Most insurance companies have already created and continually improve their online tools for customers to provide information in a meaningful way.  But medical care is complex with many variables.  A May 19, 2017 study conducted by researchers at Harvard Medical School, “Who Uses a Price Transparency Tool? Implications for Increasing Consumer Engagement,” found that, “Despite the recent proliferation of price transparency tools, consumer use and awareness of these tools is low.”  The study found that offering the tools has not been associated with lower overall spending and that among the 70,408 families offered the tool within two large companies, 11 percent used the tool at least once and only 1 percent used it at least 3 times in the study period.  The people most likely to use the tools were younger, lived in a higher income community, and had a high deductible.

An August 2020 Mercatus Center policy paper, “Price Transparency in Healthcare: Apply with Caution,” looked at problems created by government transparency mandates developed in foreign countries and clearly explained why many transparency mandates fail to deliver on a worthy goal. It discussed alternatives and other ways to provide the information consumers would want and use effectively.

In markets like health insurance, where the number of sellers can be small and barriers to new competitors is high, knowing the competitors’ pricing can lead to tacit collusion, encouraging sellers to raise prices.  One study cited by the report described how Denmark’s antitrust agency went after domestic concrete producers where two companies had 50 percent of total sales.  The agency published the prices of concrete from every domestic producer hoping to increase competition and lower costs, but the result was manufacturers had enough information to engage in tacit collusion and prices went up.

In healthcare, one of the most common elective procedures is an MRI scan.  The Mercatus paper reviewed a transparency effort undertaken by AMI Specialty Health, a health benefit management firm.  Since MRIs can range in price from $300 to $3000, there was a potential for real savings.  When a customer scheduled an appointment for an MRI and another local facility was available for at least $400 less, an AMI representative called the patient and gave them the option to change the appointment location, while sharing pricing and quality ratings information.  The program led to an average $220 reduction in overall price per scan, even though the patient did not pocket the savings.

Another example of successfully lowering costs occurred when employees had to put “more skin in the game.”  Safeway provided a high-deductible insurance plan in 2010 with a price comparison tool that showed the negotiated price and expected out-of-pocket costs.  Researchers tracked laboratory and diagnostic imaging testing costs, but it wasn’t until Safeway implemented reference pricing a year later, under which patients had to pay all additional costs above a certain amount, that the employees truly began to shop around for a less expensive lab or diagnostic test, eventually leading to prices going down across the sector.

The Mercatus paper concluded that if regulators are going to require insurers to disclose pricing information, it should be “only for services that are shoppable and homogenous, and only if the insurer can entice its customers to use the price tools available to them, whether through easily comprehensible bundled care structures or through reference pricing.”

The best way to encourage a true market in healthcare is not with heavy-handed transparency requirements like the proposed rule, but rather to encourage the use of more health savings accounts where consumers would have more direct spending power or “skin in the game,” be incentivized to shop for pre-planned, routine medical care, and be encouraged to question their physician if a certain procedure is necessary to improve their health.  HSAs, coupled with high deductible healthcare plans that would cover unexpected, catastrophic events when there is little to no time to shop, will also increase transparency in healthcare because providers will want these consumers to spend their healthcare dollars with them.  It would encourage the development of more consumer-friendly “Consumer Reports” healthcare rating tools.  It does not appear that the CMS rule will achieve this objective.

### [Stored data]
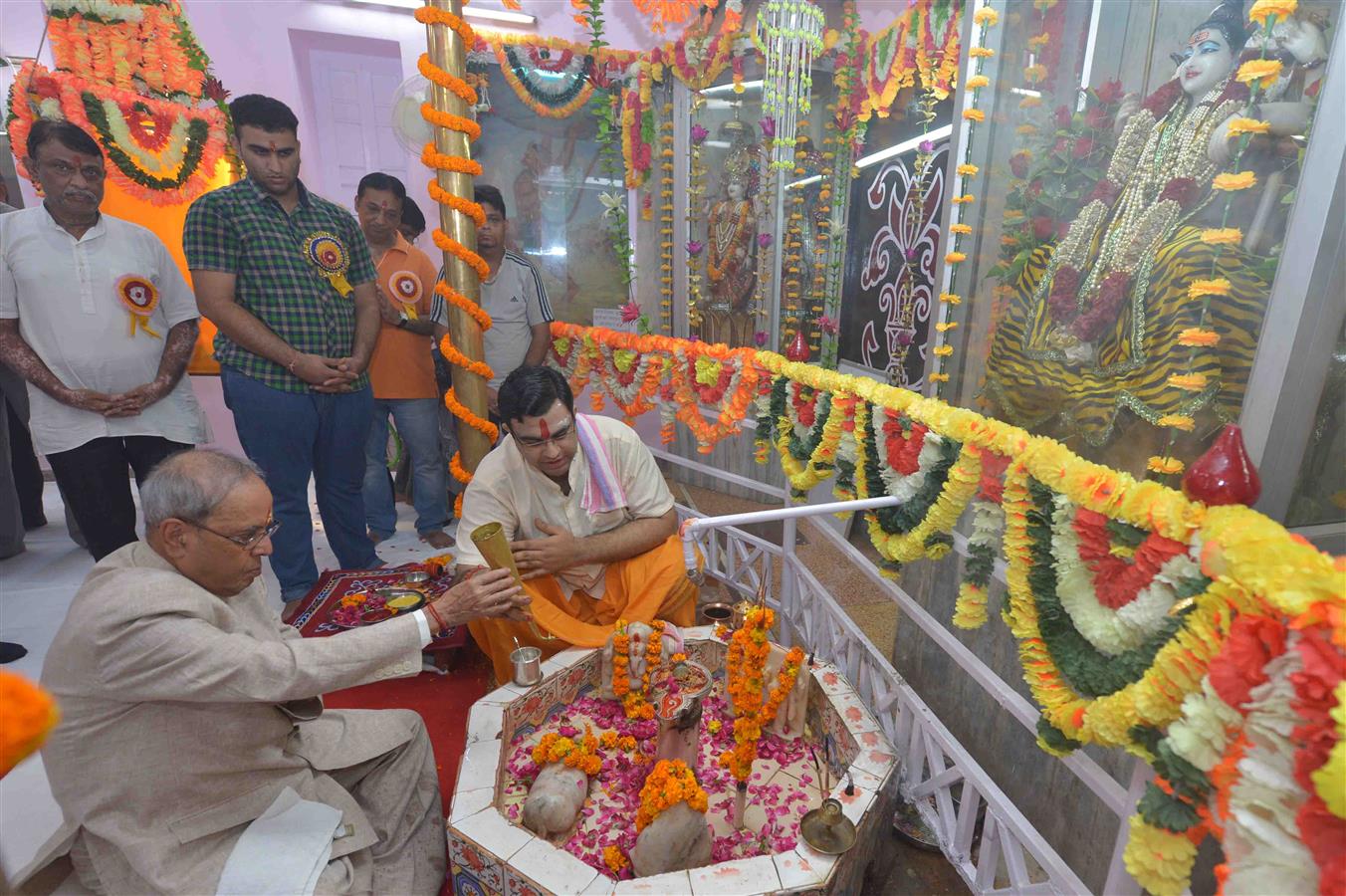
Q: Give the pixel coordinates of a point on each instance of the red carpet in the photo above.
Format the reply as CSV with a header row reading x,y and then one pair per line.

### [About this exercise]
Reproduce word for word the stretch of the healthcare price transparency passage from "An August 2020" through "and use effectively.".

### [Answer for the task]
An August 2020 Mercatus Center policy paper, “Price Transparency in Healthcare: Apply with Caution,” looked at problems created by government transparency mandates developed in foreign countries and clearly explained why many transparency mandates fail to deliver on a worthy goal. It discussed alternatives and other ways to provide the information consumers would want and use effectively.